[begin PROVIDED TEXT]

Icewind Dale

From Wikipedia, the free encyclopedia
Jump to navigation Jump to search
Icewind Dale
Icewind dale 1 box shot.jpg
Developer(s) Black Isle Studios
Publisher(s) Interplay Entertainment
MacPlay (OS X)
Director(s) Feargus Urquhart
Producer(s) Chris Parker
Darren L. Monahan
Designer(s) Chris Avellone
Josh Sawyer
Matt Norton
Programmer(s) Jacob Devore
Thomas French
David Ray
Artist(s) Timothy Donley
Brian Menze
Aaron Meyers
Composer(s) Jeremy Soule
Series Icewind Dale
Engine Infinity Engine
Platform(s) Microsoft Windows, OS X
Release June 29, 2000[1]
Genre(s) Role-playing
Mode(s) Single-player, multiplayer

Icewind Dale is a role-playing video game developed by Black Isle Studios and originally published by Interplay Entertainment for Windows in 2000 and by MacPlay for OS X in 2002. The game takes place in the Dungeons & Dragons Forgotten Realms campaign setting and the region of Icewind Dale, and utilises the 2nd edition ruleset. The story follows a different set of events than those of R. A. Salvatore's The Icewind Dale Trilogy novels: in the game, an adventuring party becomes enlisted as a caravan guard while in Icewind Dale, in the wake of strange events, and eventually discover a plot that threatens the Ten Towns of Icewind Dale and beyond.

Icewind Dale received positive reviews, being praised for its musical score and gameplay. An expansion, Icewind Dale: Heart of Winter, was released in 2001, and a sequel, Icewind Dale II, followed in 2002. A remake by Overhaul Games, entitled Icewind Dale: Enhanced Edition, was published for several platforms in 2014.

Gameplay[edit]

Icewind Dale's gameplay operates on a similar basis to that of Baldur's Gate, in that it incorporates a modified version of the Advanced Dungeons & Dragons 2nd edition ruleset, with the rules' intricacies automatically computed; the game keeps track of statistics and controls dice rolling.[2] It uses a similar user interface though with cosmetic changes, and focuses mainly on combat, often against large groups of enemies, with dialogue driving the main story.[3] The player is able to order a character(s) to engage in movement, dialogue, combat, or other actions such as pickpocketing within each game location. Combat has a real-time as opposed to a turn-based system, though with the option of pausing at any time so the player can give the party orders which are carried out when the game is resumed.[4] Along with the same inventory system and paper-doll mechanics, the game's story is divided into chapters, with a journal system archiving quests and notable entries on specific story-related information from non-player characters.[5]

Like Baldur's Gate, players begin the game by creating an adventuring party of up to six characters, either by creating new characters or importing those from a previous game.[3] Each new character created requires the player to provide them with their name, gender, race, class, and alignment, and then determine their ability scores and weapon proficiencies. The class of a character affects what alignments are available to them, what weapons and combat styles they can use, and how proficient they can be in them. Characters designated as thieves require the player to allocate points to the various thieving skills, and spellcasters need a few 1st level spells selected for their spellbook and then one memorised for use at the start of the game.[2] Once a party is created, characters earn experience points in the game through completing quests and defeating enemies, and level up upon earning enough. Leveling up will automatically increase a character's hit points, grants spellcasters access to more spell slots including higher levels of magic, sometimes allows additional weapon proficiencies, and allows thieves to improve their thieving abilities.

[end PROVIDED TEXT]
[begin INFORMATION PROVIDED]

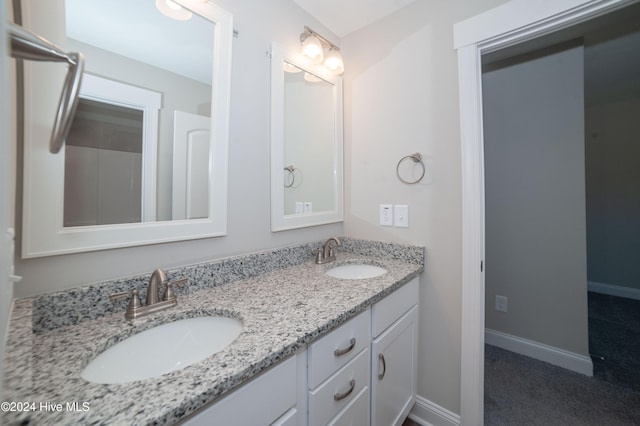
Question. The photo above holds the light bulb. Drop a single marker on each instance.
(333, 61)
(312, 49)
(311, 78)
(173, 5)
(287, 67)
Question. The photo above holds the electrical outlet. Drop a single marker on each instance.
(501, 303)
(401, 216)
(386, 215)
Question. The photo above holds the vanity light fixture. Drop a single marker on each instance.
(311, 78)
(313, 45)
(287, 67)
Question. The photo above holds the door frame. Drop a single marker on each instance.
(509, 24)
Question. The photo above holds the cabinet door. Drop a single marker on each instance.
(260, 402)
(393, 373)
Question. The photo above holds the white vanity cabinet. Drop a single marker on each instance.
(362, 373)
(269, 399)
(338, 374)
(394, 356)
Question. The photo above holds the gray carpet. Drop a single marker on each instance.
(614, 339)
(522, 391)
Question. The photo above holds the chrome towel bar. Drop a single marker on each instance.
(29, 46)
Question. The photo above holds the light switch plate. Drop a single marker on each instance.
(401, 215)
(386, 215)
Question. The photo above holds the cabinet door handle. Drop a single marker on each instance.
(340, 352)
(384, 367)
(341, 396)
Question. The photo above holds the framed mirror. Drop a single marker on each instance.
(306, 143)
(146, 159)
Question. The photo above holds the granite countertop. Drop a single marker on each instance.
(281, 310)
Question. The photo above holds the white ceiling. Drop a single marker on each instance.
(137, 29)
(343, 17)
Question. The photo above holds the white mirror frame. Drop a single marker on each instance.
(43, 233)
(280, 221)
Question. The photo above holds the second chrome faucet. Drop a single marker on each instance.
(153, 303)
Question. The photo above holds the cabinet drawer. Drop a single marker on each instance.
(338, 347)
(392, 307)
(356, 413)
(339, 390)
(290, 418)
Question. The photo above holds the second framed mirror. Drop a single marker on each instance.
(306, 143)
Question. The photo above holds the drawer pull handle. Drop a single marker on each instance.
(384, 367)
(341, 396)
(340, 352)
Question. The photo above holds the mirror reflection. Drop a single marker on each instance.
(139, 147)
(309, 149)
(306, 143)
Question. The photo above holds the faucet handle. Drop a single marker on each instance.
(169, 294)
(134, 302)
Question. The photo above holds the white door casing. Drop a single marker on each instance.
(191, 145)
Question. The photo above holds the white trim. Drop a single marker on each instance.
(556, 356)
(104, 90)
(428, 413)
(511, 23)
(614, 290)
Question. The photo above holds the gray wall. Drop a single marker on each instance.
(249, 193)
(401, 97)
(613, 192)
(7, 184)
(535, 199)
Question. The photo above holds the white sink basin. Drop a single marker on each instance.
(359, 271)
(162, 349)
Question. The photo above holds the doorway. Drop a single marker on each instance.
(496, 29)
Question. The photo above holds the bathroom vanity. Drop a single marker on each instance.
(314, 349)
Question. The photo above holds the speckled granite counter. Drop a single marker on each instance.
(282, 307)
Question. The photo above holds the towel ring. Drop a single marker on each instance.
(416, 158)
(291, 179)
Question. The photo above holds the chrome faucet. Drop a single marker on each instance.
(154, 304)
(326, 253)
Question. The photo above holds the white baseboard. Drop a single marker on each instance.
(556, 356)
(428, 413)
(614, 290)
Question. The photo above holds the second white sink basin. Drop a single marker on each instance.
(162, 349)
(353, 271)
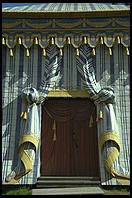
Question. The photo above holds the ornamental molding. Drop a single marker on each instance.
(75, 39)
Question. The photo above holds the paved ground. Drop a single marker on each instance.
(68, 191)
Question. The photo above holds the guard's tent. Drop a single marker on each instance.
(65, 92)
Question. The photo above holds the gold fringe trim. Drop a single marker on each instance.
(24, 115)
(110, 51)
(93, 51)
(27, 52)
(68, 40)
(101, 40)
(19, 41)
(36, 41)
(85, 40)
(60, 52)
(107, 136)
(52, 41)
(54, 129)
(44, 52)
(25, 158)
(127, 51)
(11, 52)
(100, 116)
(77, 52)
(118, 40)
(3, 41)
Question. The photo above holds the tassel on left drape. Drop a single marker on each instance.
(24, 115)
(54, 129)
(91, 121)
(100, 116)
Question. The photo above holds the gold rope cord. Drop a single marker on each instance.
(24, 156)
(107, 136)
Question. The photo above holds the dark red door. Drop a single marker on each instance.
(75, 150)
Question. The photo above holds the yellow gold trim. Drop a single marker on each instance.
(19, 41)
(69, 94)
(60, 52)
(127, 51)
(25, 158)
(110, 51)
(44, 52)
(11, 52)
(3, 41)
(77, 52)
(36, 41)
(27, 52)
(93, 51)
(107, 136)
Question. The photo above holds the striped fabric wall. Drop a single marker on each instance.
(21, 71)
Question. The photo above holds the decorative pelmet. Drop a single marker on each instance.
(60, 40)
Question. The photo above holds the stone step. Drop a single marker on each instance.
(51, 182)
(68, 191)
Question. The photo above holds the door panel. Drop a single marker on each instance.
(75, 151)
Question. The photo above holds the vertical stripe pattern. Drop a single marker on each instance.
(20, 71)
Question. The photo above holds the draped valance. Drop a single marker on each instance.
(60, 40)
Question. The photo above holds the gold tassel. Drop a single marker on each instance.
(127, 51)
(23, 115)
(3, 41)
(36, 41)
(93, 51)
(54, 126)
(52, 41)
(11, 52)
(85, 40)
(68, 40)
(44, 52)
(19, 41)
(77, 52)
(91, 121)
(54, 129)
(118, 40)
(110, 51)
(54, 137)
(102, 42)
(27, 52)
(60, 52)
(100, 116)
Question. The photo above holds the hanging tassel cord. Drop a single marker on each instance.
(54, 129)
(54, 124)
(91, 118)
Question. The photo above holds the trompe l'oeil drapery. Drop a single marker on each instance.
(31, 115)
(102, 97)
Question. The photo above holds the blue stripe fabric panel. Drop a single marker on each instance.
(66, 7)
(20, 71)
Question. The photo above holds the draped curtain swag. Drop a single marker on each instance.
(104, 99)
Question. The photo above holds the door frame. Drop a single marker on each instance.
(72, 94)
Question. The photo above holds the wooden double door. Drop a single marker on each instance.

[end INFORMATION PROVIDED]

PROBLEM SET:
A. Answer these questions from the Icewind Dale article:
(i) Who is credited as composer?
(ii) In what year was the expansion Icewind Dale: Heart of Winter released?
(iii) At most, how many characters can an adventuring party have?
B. Set down the passage of the Icewind Dale article between "From Wikipedia, the" and "MacPlay (OS X)", inclusive, copied word for word.
Rely only on the Icewind Dale article for your answers.

SOLUTIONS TO EACH TASK:
A.
(i) Jeremy Soule
(ii) 2001
(iii) Six

B.
From Wikipedia, the free encyclopedia
Jump to navigation Jump to search
Icewind Dale
Icewind dale 1 box shot.jpg
Developer(s) Black Isle Studios
Publisher(s) Interplay Entertainment
MacPlay (OS X)